> _Items listed in a dataset_

--

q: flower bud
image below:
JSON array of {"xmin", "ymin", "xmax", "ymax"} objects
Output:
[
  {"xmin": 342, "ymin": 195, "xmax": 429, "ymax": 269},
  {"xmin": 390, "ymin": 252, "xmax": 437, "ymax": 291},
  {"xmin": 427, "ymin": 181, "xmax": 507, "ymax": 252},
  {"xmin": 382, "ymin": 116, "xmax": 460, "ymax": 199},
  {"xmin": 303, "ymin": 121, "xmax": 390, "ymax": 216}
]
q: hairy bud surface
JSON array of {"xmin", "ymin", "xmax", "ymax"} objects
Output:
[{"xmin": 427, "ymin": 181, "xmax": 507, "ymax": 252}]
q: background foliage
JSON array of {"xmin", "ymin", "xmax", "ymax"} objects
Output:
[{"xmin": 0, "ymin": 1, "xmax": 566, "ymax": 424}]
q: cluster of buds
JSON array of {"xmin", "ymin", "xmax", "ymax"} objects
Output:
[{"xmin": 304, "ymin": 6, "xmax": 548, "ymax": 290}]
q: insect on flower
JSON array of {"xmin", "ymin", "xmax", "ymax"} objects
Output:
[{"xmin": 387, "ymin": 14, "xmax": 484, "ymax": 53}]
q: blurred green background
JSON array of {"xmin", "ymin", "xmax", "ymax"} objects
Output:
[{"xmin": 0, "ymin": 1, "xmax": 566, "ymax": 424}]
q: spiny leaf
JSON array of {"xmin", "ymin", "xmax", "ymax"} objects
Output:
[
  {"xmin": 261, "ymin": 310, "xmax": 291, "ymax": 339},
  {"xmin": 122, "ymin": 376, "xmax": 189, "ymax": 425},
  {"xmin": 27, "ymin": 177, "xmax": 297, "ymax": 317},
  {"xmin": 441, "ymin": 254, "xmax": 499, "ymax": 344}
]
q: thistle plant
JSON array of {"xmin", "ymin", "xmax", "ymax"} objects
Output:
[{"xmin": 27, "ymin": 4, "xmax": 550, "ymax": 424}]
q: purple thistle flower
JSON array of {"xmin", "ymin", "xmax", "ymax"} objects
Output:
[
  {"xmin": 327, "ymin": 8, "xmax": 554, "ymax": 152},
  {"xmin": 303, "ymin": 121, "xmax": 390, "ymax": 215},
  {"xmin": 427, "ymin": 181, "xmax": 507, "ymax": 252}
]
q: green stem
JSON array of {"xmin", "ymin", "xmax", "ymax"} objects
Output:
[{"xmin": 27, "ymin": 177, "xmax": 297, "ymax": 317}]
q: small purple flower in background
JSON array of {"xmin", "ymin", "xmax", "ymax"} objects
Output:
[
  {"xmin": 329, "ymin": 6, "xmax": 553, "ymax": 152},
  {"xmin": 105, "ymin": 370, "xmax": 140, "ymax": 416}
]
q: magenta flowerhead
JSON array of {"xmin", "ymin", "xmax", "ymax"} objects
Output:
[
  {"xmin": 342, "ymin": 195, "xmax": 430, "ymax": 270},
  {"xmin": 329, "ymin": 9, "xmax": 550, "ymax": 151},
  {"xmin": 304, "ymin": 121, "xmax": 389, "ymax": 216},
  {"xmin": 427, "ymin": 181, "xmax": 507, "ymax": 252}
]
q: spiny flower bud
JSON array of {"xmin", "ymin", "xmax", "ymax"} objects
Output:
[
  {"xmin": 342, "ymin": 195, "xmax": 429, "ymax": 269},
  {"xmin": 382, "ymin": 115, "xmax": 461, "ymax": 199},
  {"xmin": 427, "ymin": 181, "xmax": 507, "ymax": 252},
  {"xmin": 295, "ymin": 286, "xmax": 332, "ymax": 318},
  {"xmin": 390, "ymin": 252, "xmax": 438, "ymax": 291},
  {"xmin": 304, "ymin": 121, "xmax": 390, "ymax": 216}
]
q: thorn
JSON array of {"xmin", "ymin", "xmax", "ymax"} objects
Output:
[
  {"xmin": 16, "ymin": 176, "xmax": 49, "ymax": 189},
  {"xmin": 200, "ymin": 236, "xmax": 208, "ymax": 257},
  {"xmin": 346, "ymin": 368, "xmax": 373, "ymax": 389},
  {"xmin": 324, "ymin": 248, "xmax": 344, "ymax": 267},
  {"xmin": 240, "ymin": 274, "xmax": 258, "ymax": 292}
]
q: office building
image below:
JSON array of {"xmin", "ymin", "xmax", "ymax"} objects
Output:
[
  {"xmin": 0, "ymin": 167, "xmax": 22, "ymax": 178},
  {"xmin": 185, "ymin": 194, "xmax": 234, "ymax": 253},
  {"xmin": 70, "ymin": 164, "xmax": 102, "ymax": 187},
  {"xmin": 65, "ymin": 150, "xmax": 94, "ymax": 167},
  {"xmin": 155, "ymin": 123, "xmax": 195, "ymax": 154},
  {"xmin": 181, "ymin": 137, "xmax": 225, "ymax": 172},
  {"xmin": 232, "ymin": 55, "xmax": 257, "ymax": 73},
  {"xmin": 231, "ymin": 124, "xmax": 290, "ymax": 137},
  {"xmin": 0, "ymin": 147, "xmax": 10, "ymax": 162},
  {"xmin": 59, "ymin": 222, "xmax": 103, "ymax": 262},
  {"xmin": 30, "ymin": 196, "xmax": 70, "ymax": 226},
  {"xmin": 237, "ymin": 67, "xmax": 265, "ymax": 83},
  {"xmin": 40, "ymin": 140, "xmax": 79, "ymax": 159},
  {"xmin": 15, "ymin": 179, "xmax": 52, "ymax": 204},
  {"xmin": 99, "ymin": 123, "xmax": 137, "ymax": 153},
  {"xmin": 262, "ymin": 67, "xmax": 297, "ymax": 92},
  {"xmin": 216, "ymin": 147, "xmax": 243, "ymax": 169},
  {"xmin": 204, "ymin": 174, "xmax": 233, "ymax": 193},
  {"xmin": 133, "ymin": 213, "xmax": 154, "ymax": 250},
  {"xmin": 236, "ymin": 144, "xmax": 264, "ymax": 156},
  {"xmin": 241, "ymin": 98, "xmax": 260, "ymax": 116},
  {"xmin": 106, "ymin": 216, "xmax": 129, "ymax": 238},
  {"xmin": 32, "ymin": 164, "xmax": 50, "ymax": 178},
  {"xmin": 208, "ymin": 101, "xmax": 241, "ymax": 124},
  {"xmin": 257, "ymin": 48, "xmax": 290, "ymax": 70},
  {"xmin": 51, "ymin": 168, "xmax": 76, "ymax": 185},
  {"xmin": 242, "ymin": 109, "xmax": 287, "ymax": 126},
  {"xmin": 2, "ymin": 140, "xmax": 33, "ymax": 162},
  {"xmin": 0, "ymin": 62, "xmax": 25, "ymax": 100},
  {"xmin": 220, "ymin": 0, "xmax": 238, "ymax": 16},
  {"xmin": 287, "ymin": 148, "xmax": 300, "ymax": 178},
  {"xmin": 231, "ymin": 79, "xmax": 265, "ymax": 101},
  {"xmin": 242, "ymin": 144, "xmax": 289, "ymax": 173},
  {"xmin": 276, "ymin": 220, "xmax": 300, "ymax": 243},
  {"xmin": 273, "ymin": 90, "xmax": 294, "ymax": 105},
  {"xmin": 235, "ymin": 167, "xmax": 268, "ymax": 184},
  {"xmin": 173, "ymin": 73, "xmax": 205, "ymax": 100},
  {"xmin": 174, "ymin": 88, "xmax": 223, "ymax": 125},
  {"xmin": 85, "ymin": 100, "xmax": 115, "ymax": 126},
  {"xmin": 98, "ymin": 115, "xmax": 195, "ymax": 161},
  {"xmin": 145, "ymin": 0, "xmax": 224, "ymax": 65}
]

--

> _Prompt_
Can you locate every line in the records above that contains the word "purple" and copy those lines? Matching is case-sensitive.

> _Final answer_
q: purple thistle flower
q: small purple flower in background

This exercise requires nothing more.